* **SUPPLIED PASSAGE**
Construction Notes Payable

 

At September 30, 2004, the Company had construction notes payable on certain consolidated entities amounting to $69.5 million. The construction notes have various maturity dates and bear interest at rates ranging from prime plus 0.25% to prime plus 0.75% at September 30, 2004. Interest is calculated on the average daily balance and is paid following the end of each month.

 

Revolving Mortgage Warehouse Credit Facilities

 

The Company, through its mortgage subsidiary and one of its unconsolidated joint ventures, has entered into two revolving mortgage warehouse credit facilities with banks to fund its mortgage origination operations. The original credit facility, which matures in May 2005, provides for revolving loans of up to $30.0 million outstanding, $20.0 million of which is committed (lender obligated to lend if stated conditions are satisfied) and $10.0 million is not committed (lender advances are optional even if stated conditions are otherwise satisfied). On August 29, 2003, the Company’s mortgage subsidiary and one of its unconsolidated joint ventures entered into an additional $10.0 million credit facility which matures in August 2006. Mortgage loans are generally held for a short period of time and are typically sold to investors within 7 to 15 days following funding. The facilities are secured by substantially all of the assets of each of the borrowers, including the mortgage loans held for sale, all rights of each of the borrowers with respect to contractual obligations of third party investors to purchase such mortgage loans, and all proceeds of sale of such mortgage loans. The facilities, which have LIBOR based pricing, also contain certain financial covenants requiring the borrowers to maintain minimum tangible net worth, leverage, profitability and liquidity. These facilities are non-recourse and are not guaranteed by the Company. At September 30, 2004 the outstanding balance under these facilities was $13.7 million.

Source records

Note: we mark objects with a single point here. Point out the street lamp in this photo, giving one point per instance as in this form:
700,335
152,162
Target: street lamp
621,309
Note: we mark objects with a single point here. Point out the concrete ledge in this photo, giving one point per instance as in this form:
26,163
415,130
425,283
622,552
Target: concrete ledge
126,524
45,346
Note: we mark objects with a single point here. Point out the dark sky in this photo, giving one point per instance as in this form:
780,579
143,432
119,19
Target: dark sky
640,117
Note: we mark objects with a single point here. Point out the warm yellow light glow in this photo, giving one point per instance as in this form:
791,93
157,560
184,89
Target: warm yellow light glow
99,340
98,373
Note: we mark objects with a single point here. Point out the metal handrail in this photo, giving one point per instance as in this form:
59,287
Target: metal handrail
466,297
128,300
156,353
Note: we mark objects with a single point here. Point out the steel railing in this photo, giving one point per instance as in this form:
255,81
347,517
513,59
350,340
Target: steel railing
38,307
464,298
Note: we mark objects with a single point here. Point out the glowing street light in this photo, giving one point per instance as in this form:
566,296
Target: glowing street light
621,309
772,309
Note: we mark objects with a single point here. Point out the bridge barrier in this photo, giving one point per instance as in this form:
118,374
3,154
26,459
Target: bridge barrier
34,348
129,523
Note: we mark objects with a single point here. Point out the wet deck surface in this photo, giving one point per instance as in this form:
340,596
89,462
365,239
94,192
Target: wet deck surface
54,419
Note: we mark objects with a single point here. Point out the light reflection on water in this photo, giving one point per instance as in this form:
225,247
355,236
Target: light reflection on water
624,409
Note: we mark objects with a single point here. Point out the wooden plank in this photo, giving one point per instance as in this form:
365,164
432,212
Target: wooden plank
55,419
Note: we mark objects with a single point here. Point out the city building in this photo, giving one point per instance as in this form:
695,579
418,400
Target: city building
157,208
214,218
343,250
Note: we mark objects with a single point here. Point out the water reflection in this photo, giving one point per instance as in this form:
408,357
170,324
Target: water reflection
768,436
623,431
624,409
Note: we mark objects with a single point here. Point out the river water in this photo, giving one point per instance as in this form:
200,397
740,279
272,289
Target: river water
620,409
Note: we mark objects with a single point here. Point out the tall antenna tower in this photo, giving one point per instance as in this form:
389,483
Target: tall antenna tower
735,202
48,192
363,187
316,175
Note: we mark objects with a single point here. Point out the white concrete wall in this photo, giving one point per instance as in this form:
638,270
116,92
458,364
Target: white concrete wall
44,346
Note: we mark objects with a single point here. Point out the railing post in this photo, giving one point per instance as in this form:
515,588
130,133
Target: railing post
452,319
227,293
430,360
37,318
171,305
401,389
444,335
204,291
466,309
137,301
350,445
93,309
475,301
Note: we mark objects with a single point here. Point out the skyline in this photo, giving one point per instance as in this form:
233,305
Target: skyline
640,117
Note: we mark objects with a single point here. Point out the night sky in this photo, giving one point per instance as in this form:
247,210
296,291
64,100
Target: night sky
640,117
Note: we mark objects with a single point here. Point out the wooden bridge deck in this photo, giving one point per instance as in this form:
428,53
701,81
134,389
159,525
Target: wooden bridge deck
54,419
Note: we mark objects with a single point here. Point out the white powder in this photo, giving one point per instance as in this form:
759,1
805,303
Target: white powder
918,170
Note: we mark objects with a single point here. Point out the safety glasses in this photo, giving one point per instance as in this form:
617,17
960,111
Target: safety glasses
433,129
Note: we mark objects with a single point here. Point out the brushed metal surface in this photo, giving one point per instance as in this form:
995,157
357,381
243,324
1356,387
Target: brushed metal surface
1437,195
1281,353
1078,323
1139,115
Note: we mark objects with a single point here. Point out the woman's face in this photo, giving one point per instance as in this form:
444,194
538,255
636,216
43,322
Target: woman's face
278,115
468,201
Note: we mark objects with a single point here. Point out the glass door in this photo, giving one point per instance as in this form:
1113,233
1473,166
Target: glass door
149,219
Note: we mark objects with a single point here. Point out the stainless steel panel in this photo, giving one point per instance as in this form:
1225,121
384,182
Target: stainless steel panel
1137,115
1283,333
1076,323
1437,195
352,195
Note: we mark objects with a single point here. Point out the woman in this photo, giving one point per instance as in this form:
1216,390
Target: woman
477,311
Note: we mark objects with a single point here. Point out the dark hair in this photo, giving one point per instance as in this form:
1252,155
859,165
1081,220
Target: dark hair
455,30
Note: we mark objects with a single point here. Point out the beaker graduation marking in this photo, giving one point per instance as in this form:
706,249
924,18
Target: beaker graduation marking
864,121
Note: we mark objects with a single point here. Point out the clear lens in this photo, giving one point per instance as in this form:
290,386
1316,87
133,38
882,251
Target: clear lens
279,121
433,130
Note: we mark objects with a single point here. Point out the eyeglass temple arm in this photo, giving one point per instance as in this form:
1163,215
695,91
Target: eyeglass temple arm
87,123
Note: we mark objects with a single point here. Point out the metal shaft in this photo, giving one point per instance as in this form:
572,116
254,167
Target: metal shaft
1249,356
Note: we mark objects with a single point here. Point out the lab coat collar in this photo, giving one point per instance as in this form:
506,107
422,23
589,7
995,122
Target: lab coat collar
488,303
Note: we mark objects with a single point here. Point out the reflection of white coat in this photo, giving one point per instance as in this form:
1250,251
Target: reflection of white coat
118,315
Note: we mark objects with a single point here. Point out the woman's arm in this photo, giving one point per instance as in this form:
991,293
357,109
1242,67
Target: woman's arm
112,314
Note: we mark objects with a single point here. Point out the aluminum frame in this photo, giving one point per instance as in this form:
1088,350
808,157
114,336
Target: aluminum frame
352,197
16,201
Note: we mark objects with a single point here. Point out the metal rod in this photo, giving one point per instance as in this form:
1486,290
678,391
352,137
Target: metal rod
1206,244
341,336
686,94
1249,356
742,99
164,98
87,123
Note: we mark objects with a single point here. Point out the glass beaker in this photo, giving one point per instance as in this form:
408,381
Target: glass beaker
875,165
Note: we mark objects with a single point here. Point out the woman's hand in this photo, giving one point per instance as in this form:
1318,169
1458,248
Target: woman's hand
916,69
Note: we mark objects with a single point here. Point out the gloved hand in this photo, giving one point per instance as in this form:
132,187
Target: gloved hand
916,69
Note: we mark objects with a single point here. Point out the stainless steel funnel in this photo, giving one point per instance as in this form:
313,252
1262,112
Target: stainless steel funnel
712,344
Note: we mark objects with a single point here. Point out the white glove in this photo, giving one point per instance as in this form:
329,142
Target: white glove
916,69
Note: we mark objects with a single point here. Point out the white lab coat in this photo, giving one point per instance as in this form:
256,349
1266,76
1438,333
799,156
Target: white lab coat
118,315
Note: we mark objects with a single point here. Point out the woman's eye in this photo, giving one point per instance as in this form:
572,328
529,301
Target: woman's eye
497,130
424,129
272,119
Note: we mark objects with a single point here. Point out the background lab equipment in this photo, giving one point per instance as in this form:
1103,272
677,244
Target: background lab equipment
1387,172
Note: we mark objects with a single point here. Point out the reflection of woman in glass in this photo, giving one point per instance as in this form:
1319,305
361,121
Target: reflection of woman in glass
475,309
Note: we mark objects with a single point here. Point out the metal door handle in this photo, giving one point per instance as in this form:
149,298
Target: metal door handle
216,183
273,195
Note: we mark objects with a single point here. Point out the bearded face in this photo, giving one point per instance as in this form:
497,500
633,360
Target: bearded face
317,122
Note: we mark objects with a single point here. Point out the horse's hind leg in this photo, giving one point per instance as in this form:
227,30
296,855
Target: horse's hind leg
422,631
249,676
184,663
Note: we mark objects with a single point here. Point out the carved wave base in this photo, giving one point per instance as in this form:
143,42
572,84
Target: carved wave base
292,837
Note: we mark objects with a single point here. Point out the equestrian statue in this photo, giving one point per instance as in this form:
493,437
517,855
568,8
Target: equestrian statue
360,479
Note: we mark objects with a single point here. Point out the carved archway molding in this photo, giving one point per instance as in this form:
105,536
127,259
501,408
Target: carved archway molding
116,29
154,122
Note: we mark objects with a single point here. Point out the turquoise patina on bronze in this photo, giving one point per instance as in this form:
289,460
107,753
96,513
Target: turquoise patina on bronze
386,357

* **TO BE DONE**
1. Return the stretch of the financing passage from "At September 30, 2004, the" through "of each month.", copied word for word.
2. List each line of the listing that contains the word "molding", reproducing every such line in full.
The financing passage and the listing were drawn from unrelated sources.

* **WORKED ANSWERS**
1.
At September 30, 2004, the Company had construction notes payable on certain consolidated entities amounting to $69.5 million. The construction notes have various maturity dates and bear interest at rates ranging from prime plus 0.25% to prime plus 0.75% at September 30, 2004. Interest is calculated on the average daily balance and is paid following the end of each month.

2.
Note: we mark objects with a single point here. Point out the carved archway molding in this photo, giving one point per instance as in this form:
Target: carved archway molding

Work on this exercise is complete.